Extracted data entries
============

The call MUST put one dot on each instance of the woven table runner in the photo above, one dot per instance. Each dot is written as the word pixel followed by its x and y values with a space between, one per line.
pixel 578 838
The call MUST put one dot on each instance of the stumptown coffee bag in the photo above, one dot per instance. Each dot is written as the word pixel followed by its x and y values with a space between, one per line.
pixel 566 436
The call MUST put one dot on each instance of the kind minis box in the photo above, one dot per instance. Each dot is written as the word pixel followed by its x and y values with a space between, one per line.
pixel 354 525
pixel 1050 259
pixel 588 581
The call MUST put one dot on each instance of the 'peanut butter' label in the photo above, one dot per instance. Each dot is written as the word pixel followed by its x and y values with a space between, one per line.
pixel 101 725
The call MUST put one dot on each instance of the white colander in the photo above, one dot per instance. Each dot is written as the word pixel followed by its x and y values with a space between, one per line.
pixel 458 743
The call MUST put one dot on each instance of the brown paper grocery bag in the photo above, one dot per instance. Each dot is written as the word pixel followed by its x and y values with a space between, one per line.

============

Give the lines of the records above as a JSON list of strings, one string per line, with blank lines left out.

§ EXERCISE SOLUTION
[
  "The call MUST put one dot on each instance of the woven table runner in the photo above, one dot per instance. Each dot is written as the word pixel followed by its x and y values with a space between, one per line.",
  "pixel 578 838",
  "The call MUST put one dot on each instance of the stumptown coffee bag in the photo above, one dot per instance. Each dot is written as the word pixel followed by its x and y values with a space between, one per line.",
  "pixel 566 436",
  "The call MUST put one dot on each instance of the kind minis box in the photo above, one dot per instance. Each dot is written as the word pixel followed by its x and y values with a space between, one per line.",
  "pixel 354 525",
  "pixel 1050 259",
  "pixel 588 581",
  "The call MUST put one dot on each instance of the 'peanut butter' label in the photo above, one dot per instance. Each dot is written as the word pixel followed by its x and y values with a space between, one per line.",
  "pixel 101 725",
  "The call MUST put one dot on each instance of the white colander in the photo above, one dot per instance. Each dot is written as the word pixel followed by its x and y values with a space between, one per line.",
  "pixel 458 743",
  "The call MUST put one dot on each instance of the brown paper grocery bag in the photo above, one dot per instance. Each dot is written as the word pixel followed by its x and y values with a space between, one per line."
]